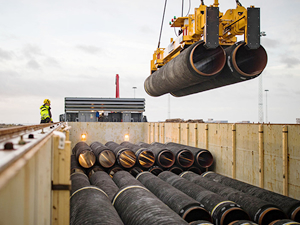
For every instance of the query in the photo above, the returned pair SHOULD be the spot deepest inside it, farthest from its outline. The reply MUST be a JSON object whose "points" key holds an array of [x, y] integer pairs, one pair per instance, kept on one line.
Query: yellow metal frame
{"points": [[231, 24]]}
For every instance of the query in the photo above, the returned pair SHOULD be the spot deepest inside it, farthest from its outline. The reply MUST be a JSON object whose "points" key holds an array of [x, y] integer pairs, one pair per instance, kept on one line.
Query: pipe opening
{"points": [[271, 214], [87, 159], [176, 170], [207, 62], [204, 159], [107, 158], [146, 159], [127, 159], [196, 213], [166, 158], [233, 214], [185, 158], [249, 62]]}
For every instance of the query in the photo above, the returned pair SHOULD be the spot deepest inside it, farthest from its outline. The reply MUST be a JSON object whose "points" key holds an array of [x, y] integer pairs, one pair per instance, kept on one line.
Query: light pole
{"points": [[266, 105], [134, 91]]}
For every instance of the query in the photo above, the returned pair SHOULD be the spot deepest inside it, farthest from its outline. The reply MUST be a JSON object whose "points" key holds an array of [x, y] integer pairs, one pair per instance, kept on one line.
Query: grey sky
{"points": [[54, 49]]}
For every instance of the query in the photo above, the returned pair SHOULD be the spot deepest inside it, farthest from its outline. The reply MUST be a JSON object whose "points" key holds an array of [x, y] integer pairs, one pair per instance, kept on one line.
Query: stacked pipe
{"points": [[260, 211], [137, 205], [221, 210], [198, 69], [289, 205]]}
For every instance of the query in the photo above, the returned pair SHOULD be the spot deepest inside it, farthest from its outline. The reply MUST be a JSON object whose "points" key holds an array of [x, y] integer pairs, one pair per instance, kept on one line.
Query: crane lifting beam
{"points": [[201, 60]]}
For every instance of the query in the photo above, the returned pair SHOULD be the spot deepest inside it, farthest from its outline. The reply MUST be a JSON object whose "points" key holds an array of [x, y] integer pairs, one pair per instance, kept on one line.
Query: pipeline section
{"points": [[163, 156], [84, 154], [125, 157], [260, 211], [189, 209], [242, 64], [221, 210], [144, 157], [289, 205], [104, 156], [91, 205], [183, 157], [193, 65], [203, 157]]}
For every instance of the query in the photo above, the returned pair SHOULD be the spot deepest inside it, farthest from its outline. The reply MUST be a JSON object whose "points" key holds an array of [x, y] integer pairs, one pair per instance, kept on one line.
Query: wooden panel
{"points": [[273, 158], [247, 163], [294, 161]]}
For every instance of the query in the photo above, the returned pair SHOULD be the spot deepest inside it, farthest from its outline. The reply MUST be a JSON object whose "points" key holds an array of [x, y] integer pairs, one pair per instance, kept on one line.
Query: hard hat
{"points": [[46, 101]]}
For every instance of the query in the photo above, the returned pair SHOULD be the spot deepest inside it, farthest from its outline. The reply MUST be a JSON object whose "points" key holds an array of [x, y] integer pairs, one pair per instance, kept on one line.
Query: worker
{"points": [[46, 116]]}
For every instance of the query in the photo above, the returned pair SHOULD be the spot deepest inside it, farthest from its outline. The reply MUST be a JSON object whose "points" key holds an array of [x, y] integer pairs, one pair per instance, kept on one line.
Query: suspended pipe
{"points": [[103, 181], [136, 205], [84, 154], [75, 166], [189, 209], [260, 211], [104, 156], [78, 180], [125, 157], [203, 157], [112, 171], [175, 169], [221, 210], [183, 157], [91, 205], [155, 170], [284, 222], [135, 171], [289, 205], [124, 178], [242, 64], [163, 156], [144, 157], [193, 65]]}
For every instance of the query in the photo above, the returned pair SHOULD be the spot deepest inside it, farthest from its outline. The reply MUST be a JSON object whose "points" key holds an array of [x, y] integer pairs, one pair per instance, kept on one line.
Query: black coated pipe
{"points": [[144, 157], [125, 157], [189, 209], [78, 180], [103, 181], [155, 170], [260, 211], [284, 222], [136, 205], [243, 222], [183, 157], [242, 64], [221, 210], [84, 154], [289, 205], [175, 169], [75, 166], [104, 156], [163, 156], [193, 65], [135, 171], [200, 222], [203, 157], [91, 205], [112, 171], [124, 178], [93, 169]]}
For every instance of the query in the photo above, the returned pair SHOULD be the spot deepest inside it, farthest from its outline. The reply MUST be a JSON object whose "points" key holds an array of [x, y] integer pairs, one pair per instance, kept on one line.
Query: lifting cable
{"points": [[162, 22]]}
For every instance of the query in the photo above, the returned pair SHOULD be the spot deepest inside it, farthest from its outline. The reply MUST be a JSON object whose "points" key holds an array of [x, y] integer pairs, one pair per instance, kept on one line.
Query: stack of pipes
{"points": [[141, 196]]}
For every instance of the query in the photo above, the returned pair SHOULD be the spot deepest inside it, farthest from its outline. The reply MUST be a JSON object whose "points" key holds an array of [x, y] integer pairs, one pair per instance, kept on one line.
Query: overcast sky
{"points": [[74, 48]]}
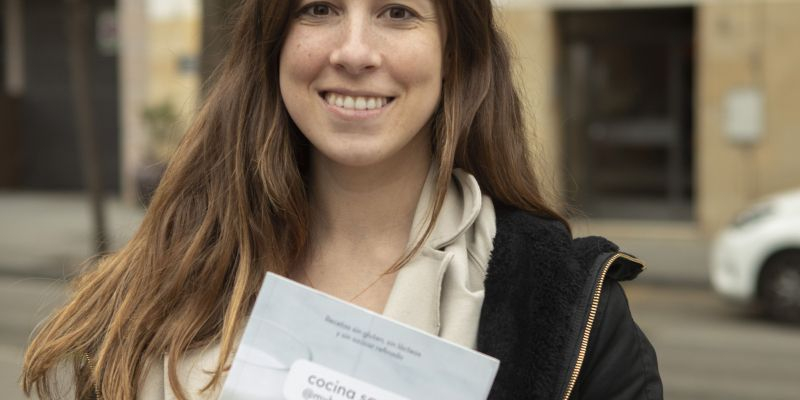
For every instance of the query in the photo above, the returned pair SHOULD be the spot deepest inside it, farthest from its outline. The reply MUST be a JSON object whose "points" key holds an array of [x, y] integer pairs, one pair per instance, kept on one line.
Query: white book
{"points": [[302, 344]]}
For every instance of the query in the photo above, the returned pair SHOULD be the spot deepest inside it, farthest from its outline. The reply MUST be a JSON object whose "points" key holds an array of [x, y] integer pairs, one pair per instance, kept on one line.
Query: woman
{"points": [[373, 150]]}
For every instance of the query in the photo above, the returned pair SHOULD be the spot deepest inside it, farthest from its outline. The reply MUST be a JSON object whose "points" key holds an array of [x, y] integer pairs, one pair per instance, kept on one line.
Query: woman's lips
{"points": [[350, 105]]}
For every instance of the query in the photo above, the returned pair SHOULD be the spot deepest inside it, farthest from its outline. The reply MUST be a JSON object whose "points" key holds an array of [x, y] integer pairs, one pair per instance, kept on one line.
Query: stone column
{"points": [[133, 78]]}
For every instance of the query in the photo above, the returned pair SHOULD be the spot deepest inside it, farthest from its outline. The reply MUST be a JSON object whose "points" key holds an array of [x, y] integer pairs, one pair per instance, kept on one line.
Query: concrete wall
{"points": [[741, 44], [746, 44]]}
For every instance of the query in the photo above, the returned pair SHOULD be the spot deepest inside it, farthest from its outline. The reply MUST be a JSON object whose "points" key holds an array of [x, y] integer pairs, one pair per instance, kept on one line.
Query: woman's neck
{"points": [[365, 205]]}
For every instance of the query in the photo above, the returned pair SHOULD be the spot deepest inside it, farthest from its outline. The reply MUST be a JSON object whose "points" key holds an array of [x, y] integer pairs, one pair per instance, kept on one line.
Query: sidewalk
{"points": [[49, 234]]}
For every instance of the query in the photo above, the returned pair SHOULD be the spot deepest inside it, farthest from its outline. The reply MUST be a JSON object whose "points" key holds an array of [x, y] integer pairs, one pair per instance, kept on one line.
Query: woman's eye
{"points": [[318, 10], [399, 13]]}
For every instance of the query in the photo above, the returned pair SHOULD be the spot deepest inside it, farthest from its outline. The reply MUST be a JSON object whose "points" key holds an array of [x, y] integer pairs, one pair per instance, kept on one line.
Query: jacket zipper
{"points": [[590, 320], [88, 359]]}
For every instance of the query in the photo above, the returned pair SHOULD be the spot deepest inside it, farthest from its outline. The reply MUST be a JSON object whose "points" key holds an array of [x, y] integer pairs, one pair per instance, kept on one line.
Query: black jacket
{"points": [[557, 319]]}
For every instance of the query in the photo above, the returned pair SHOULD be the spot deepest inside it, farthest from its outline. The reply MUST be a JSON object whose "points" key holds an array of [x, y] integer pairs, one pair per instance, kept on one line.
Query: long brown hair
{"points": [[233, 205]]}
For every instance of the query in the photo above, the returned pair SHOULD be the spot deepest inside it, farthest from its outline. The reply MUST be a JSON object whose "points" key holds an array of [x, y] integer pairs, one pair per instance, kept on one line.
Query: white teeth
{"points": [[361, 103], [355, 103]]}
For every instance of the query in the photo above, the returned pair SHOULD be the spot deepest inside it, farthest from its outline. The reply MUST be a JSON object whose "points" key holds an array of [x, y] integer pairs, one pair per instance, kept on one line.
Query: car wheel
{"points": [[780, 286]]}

^^^^

Task brief: Return, word for word, every line from the line with "Query: long brown hair" to the final line of the data.

Response below:
Query: long brown hair
{"points": [[233, 205]]}
For every instance of the query in the photo above, the returned pair SHOULD be the spot deepest inside it, farthest from its outline. The reply MUST be a JSON object whose "points" key holds an array of [x, y] integer pairs, one pair per instance, kept on one line.
Query: white teeth
{"points": [[361, 103], [355, 103]]}
For every instance of the query in the photo above, the returned pair SHOULD be the spot deepest inside it, farthest from its outline. The reply MUST be a JSON object whose "points" key holds an array of [x, y] integer pairs, one pair per instance, kept on one line.
Query: car wheel
{"points": [[780, 286]]}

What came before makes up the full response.